* **TASK PROMPT**
Express the entries below as a Markdown table with the columns "Row" and "Line." Give each line its own row number, leave out blank lines, and omit the pictures.

* **TASK INPUT**
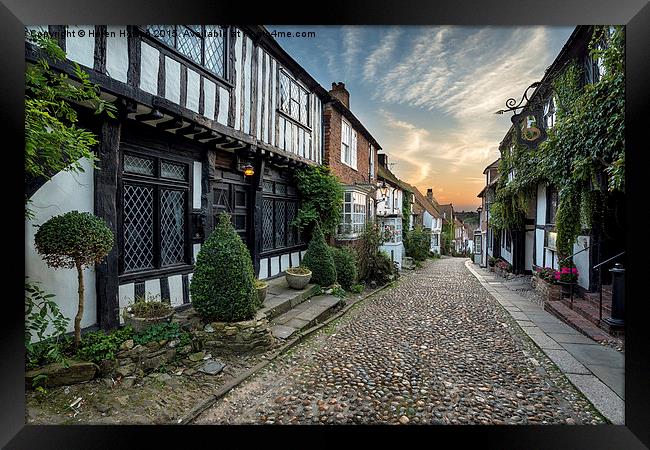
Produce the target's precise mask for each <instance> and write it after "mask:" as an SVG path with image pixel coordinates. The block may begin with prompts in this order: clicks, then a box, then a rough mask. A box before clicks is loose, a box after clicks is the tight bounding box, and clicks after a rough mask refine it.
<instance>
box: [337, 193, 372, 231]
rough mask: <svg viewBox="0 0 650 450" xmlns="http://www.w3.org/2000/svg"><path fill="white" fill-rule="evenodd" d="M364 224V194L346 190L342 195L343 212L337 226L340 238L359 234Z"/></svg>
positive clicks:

* **RESPONSE BELOW**
| Row | Line |
|---|---|
| 1 | Produce the target's precise mask for each <instance> and write it after "mask:" as an SVG path with image pixel coordinates. The block may begin with prompts in this order: clicks, then a box, then a rough mask. A box before clicks is loose, a box after clicks is the tight bounding box, and clicks after a rough mask refine it. |
| 2 | <instance> |
| 3 | box: [337, 193, 372, 231] |
| 4 | rough mask: <svg viewBox="0 0 650 450" xmlns="http://www.w3.org/2000/svg"><path fill="white" fill-rule="evenodd" d="M364 224V194L346 190L342 195L343 212L337 226L340 238L359 234Z"/></svg> |
| 5 | positive clicks: |